◆ **What this task involves**
Search the data for the word "post" and copy out every line that has it.
★ ★ ★
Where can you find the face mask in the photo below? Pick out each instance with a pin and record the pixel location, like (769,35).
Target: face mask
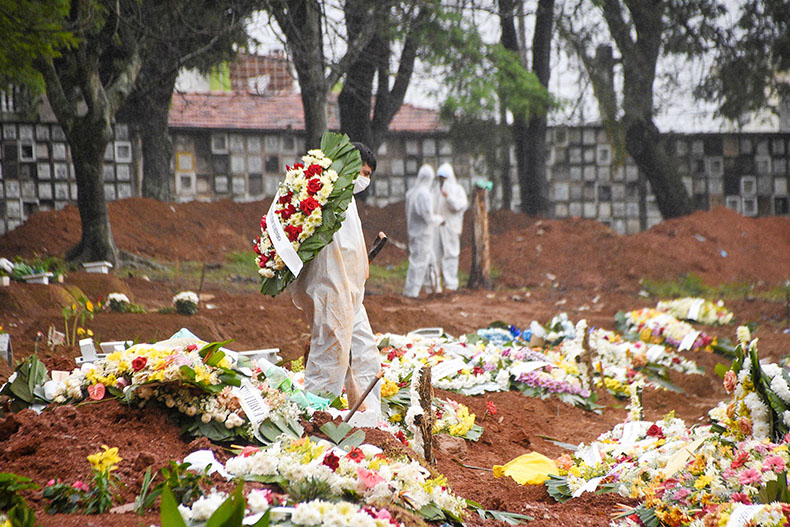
(361,184)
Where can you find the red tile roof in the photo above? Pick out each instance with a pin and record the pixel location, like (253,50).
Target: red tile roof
(240,110)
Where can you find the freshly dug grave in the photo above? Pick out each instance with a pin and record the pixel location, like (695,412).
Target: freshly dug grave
(594,273)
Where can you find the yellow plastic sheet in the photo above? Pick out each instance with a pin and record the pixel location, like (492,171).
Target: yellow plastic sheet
(529,469)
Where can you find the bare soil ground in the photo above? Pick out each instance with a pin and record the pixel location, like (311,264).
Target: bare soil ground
(543,266)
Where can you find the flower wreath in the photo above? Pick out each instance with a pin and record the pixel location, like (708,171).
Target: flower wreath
(309,207)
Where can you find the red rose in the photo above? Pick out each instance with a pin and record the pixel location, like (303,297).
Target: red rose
(313,170)
(331,461)
(356,455)
(314,185)
(96,391)
(287,211)
(293,231)
(139,363)
(285,198)
(309,205)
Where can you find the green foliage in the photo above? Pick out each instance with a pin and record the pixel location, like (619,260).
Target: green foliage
(31,30)
(12,503)
(26,389)
(347,163)
(309,489)
(511,518)
(337,432)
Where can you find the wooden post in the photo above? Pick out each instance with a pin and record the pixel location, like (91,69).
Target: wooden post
★ ★ ★
◆ **Response to this task**
Where can you find the wooden post in the photo above? Pick out each instance with a pin and record the pixel location, like (91,69).
Target: wooden post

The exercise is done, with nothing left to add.